## GIVEN TEXT
+===+

Since the early 2000’s John Lindenbaum (The Lonelyhearts, Rust Belt Music) has been putting forth dark dystopian tales accompanied by sweeping synthesizers, skittering drums, and ethereal sounds. Over an astoundingly prolific catalog of 12 previous releases, Lindenbaum — with his Nadalands cohorts — have produced a wealth of beautiful, literary-driven songs about disconnection and degeneration.
The All Souls’ Day EP marks the culmination of that nearly two-decade sonic evolution. The EP showcases an evocative lyricism that urges comparisons to The Mountain Goats, Neutral Milk Hotel and Damien Jurado. Having confronted the specter of death on The Last Days LP (2016) and rebirth on The New Day EP (2018), Lindenbaum uses these songs to address the complex relationships between the two — “when the dead touch the living, the past becomes the future, the mechanical fuses with the organic, the Old West seeps into the New, and myth becomes truth,” he said.

+===+

Referring expression data:
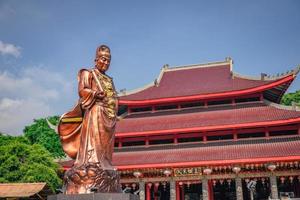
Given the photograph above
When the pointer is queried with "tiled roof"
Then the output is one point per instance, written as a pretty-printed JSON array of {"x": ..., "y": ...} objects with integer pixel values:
[
  {"x": 257, "y": 150},
  {"x": 194, "y": 81},
  {"x": 244, "y": 152},
  {"x": 20, "y": 189},
  {"x": 207, "y": 118}
]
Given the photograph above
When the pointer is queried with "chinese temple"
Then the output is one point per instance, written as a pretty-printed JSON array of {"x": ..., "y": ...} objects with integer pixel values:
[{"x": 205, "y": 132}]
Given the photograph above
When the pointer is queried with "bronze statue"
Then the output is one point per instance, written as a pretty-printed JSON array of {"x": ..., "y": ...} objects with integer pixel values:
[{"x": 87, "y": 132}]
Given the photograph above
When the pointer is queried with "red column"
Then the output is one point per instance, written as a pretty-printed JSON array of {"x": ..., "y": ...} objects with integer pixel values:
[
  {"x": 182, "y": 191},
  {"x": 153, "y": 109},
  {"x": 233, "y": 102},
  {"x": 155, "y": 190},
  {"x": 261, "y": 97},
  {"x": 177, "y": 191},
  {"x": 205, "y": 104},
  {"x": 148, "y": 191},
  {"x": 204, "y": 138},
  {"x": 210, "y": 190},
  {"x": 267, "y": 134},
  {"x": 175, "y": 139},
  {"x": 235, "y": 135}
]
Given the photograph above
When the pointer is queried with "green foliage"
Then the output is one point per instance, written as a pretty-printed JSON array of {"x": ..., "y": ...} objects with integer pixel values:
[
  {"x": 40, "y": 133},
  {"x": 288, "y": 98},
  {"x": 22, "y": 162},
  {"x": 7, "y": 139}
]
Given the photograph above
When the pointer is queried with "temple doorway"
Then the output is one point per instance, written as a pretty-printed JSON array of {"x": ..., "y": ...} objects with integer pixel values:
[
  {"x": 256, "y": 188},
  {"x": 289, "y": 186},
  {"x": 191, "y": 190},
  {"x": 224, "y": 189},
  {"x": 158, "y": 191}
]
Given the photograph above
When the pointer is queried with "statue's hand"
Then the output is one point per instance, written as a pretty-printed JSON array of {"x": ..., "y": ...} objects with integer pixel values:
[{"x": 100, "y": 95}]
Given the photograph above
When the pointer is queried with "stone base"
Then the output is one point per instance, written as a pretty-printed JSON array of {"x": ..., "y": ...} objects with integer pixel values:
[{"x": 94, "y": 196}]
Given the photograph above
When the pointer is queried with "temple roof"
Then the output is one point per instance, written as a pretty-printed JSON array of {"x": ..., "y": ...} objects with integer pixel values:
[
  {"x": 20, "y": 189},
  {"x": 215, "y": 153},
  {"x": 208, "y": 119},
  {"x": 211, "y": 78},
  {"x": 212, "y": 155}
]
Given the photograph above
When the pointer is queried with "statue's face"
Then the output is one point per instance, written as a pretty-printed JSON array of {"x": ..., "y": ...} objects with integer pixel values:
[{"x": 103, "y": 61}]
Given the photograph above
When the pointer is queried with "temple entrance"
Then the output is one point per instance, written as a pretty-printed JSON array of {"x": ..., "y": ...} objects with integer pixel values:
[
  {"x": 224, "y": 189},
  {"x": 158, "y": 191},
  {"x": 256, "y": 188},
  {"x": 132, "y": 188},
  {"x": 190, "y": 191},
  {"x": 289, "y": 186}
]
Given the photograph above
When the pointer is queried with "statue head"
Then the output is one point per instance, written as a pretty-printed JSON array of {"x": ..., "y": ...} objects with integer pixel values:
[{"x": 102, "y": 60}]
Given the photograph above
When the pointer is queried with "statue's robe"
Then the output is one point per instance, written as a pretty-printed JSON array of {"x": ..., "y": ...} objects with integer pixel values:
[
  {"x": 92, "y": 139},
  {"x": 99, "y": 120}
]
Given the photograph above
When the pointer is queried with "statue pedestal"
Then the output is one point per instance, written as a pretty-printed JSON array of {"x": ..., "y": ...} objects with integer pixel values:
[{"x": 94, "y": 196}]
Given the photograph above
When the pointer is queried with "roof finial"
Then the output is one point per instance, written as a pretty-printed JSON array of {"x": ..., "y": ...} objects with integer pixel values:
[
  {"x": 156, "y": 82},
  {"x": 262, "y": 76},
  {"x": 228, "y": 58},
  {"x": 166, "y": 66},
  {"x": 123, "y": 91}
]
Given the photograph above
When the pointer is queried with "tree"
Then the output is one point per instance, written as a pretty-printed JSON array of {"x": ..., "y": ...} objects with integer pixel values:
[
  {"x": 288, "y": 98},
  {"x": 40, "y": 133},
  {"x": 22, "y": 162}
]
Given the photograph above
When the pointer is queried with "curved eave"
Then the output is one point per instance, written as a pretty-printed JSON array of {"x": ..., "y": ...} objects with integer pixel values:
[
  {"x": 284, "y": 81},
  {"x": 209, "y": 128},
  {"x": 210, "y": 162}
]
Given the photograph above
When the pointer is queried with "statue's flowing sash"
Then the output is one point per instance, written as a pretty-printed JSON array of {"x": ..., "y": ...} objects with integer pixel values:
[{"x": 69, "y": 126}]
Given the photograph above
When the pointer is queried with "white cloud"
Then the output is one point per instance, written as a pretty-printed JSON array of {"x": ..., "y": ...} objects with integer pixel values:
[
  {"x": 34, "y": 93},
  {"x": 9, "y": 49}
]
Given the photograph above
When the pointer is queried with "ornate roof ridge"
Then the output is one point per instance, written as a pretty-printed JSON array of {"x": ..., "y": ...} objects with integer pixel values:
[
  {"x": 267, "y": 77},
  {"x": 201, "y": 65},
  {"x": 166, "y": 68},
  {"x": 283, "y": 107}
]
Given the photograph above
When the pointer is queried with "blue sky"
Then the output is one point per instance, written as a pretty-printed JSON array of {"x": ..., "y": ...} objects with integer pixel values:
[{"x": 43, "y": 44}]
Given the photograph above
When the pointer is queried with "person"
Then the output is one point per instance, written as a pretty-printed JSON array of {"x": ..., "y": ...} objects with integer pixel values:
[
  {"x": 91, "y": 143},
  {"x": 99, "y": 101}
]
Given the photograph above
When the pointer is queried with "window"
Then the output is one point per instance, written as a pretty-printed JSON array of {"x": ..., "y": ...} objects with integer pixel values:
[
  {"x": 219, "y": 137},
  {"x": 166, "y": 107},
  {"x": 251, "y": 135},
  {"x": 162, "y": 141},
  {"x": 220, "y": 102},
  {"x": 133, "y": 143},
  {"x": 192, "y": 104},
  {"x": 189, "y": 139},
  {"x": 250, "y": 99},
  {"x": 282, "y": 133},
  {"x": 143, "y": 109}
]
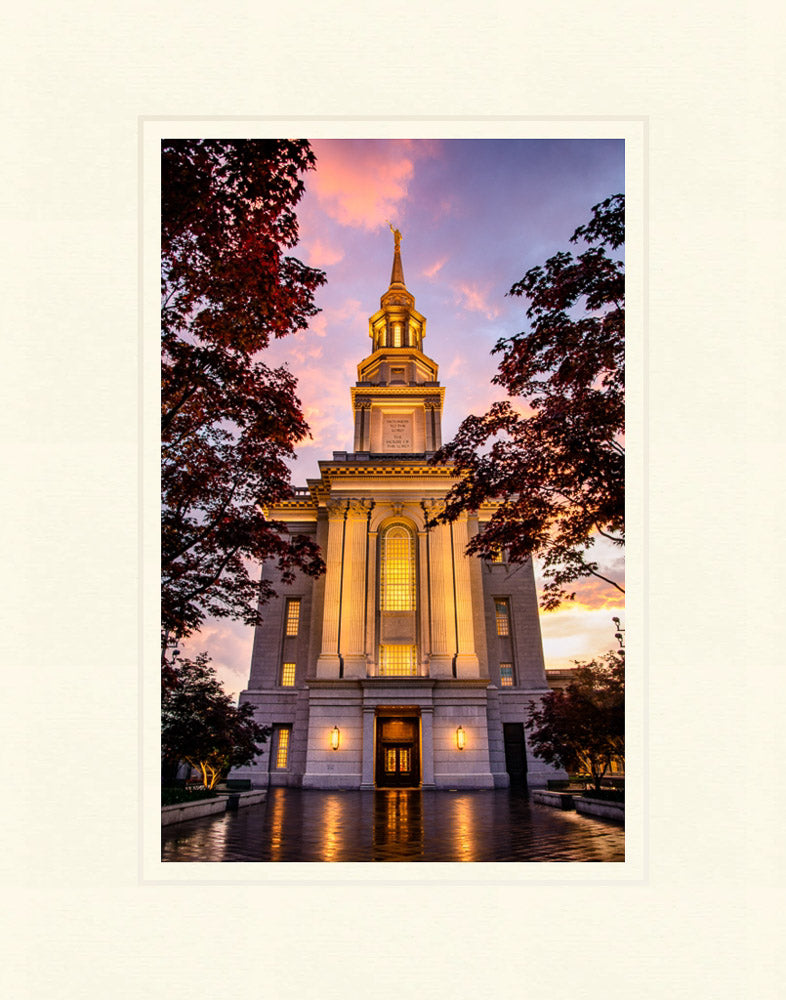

+===+

## REQUIRED ACTIONS
**a)** Translate this sentence from the passage on the All Souls’ Day EP into Spanish: "The All Souls’ Day EP marks the culmination of that nearly two-decade sonic evolution."
**b)** Write the next part of the passage on the All Souls’ Day EP, picking up after its final sentence.

## ANSWERS BY TASK
**a)** El EP All Souls’ Day marca la culminación de esa evolución sonora de casi dos décadas.

**b)**
Magical realism dances with a grounded detail-driven narrative in these five vignettes. “We’re All Slaves in a Capitalist System, Aren’t We?” revisits the age-old theme of a clone recognizing his own artificiality. “The Amur River” uses a mysterious and grisly discovery to depict a fraught Siberian love story. “Plagues” explores the confluence of 19th and 21st Century Colorado through pandemic-induced synesthesia. “Red Light Runners” wrestles with the inherent destructiveness of humanity amidst the Las Vegas real estate collapse. Finally, “Deep Thoughts from Arizona’s Most Affordable Mental Health Facility” takes the listener to the treacherous edges of both sanity and the Grand Canyon.
As with past records, the studio work features musical contributions from Alexis Stevens, Benjamin Buttice (Sour Boy, Bitter Girl), Matt Schild, Roger Abraham (Golden Birds), and Brian Johannesen.